--- MATERIALS PROVIDED Enclosed Below ---

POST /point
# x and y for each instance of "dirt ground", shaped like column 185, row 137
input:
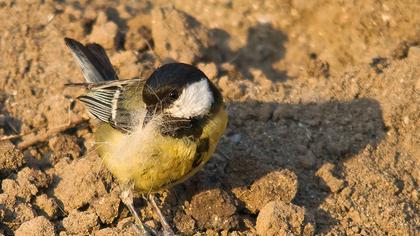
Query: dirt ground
column 324, row 121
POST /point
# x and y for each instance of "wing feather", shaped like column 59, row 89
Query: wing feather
column 111, row 102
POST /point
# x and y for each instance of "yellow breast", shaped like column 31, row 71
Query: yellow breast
column 154, row 161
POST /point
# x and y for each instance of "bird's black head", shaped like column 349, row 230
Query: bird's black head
column 180, row 91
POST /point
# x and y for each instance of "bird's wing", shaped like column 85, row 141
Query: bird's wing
column 93, row 60
column 118, row 103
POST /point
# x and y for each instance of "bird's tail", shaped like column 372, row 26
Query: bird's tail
column 94, row 62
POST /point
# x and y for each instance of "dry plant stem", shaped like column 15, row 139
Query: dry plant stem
column 44, row 136
column 167, row 230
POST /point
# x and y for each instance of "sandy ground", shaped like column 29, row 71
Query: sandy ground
column 323, row 100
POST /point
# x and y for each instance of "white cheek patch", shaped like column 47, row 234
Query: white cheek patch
column 195, row 100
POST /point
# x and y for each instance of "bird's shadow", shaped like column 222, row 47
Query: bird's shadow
column 332, row 132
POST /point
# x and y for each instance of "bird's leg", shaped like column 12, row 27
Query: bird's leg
column 127, row 198
column 167, row 230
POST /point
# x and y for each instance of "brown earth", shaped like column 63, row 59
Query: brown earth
column 323, row 100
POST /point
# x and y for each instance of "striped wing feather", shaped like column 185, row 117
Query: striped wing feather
column 116, row 103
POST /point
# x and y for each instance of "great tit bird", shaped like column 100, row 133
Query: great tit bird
column 154, row 133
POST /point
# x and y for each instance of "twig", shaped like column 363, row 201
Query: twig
column 44, row 136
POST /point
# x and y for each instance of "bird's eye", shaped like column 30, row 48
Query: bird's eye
column 173, row 94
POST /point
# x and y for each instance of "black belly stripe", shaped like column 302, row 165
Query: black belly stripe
column 203, row 147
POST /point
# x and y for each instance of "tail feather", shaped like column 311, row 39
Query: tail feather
column 94, row 62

--- End of Enclosed MATERIALS PROVIDED ---

▶ _WHAT YOU ARE ASKED TO DO_
Quote only the lines from the line containing "Query: black belly stripe" through the end of the listing, please, keeping both the first and the last line.

▶ _WRITTEN ANSWER_
Query: black belly stripe
column 203, row 147
POST /point
# x and y for each instance of "tail feather", shaped like column 311, row 39
Query: tail feather
column 94, row 62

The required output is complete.